**Exercise A**
In the Pearl City football article, how much does Zion Tupuola-Fetui weigh?
**Exercise B**
Repeat the passage of the Pearl City football article that begins at the words "There’s not always" and stop after the words "dunk a basketball.".

**Text extract**
==================================================

There’s not always a lot of difference between what you think you can do and what you can actually do, and sometimes it’s a matter of having the right people around you for support.
Take Pearl City’s Zion Tupuola-Fetui, for instance. A few years ago, the 6-foot-4, 230-pound defensive end for the Chargers’ football team gave up on trying to dunk a basketball.
“I was always rejected by the rim,” he said at a recent practice. “So, I said, ‘It’s fine. I’m not going to be a dunker.’ My dreams were vanished already. Last year, some guys told me to try a dunk and I told them I didn’t know how. They were like, ‘Bro, trust me, you can dunk. Just try.’ So I dunked it.”
ZION TUPUOLA-FETUI
School: Pearl City
Grade: Senior
Position: Defensive end
Height: 6 feet 4 (“6-6 with the hair”)

==================================================

**Provided material**

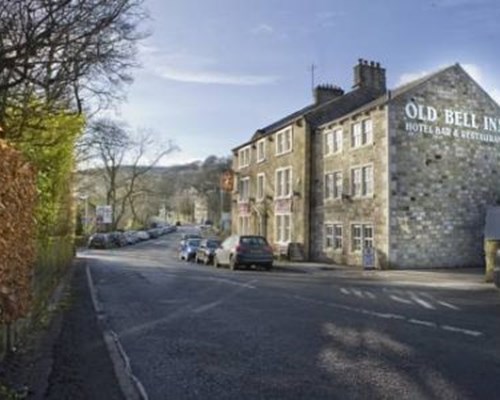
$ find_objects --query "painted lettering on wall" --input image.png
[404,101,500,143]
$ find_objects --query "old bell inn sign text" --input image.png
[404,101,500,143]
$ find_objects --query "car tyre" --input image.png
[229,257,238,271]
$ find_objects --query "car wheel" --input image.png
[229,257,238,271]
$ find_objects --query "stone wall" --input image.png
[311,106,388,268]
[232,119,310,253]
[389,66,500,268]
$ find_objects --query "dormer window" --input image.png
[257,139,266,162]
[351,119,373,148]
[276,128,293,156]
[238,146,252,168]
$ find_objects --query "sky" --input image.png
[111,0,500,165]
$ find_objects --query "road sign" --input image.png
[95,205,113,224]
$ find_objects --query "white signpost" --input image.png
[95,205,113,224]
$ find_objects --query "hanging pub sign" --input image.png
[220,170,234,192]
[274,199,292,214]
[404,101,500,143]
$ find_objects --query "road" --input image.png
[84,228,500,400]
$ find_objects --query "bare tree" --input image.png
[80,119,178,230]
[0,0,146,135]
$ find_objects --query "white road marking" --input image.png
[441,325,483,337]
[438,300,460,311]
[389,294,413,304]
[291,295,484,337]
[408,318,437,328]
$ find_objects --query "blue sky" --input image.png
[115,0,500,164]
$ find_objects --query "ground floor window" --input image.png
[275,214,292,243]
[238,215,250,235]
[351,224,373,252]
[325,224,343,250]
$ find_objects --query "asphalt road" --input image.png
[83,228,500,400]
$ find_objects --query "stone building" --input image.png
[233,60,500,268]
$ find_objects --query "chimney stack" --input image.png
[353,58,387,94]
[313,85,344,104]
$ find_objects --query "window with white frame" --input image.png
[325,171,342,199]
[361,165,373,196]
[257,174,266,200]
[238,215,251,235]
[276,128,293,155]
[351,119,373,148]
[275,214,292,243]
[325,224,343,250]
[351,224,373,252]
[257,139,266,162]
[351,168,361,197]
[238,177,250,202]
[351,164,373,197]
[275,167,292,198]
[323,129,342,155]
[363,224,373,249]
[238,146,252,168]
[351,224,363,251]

==================================================

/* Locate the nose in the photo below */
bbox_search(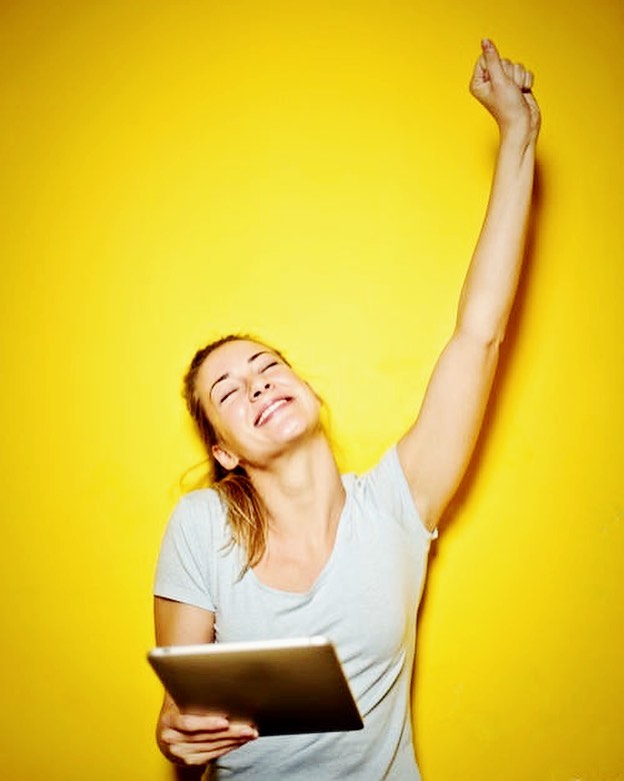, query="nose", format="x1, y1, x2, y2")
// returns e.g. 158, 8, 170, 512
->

==================================================

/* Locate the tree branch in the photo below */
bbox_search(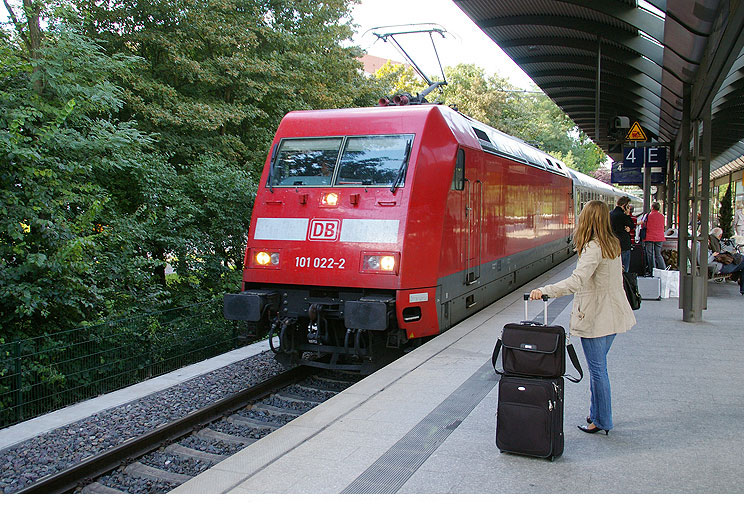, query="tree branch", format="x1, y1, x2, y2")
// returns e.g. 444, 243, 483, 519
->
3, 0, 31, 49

==================================================

**Final result A**
230 pounds.

**Final result B**
There’s not always a lot of difference between what you think you can do and what you can actually do, and sometimes it’s a matter of having the right people around you for support.
Take Pearl City’s Zion Tupuola-Fetui, for instance. A few years ago, the 6-foot-4, 230-pound defensive end for the Chargers’ football team gave up on trying to dunk a basketball.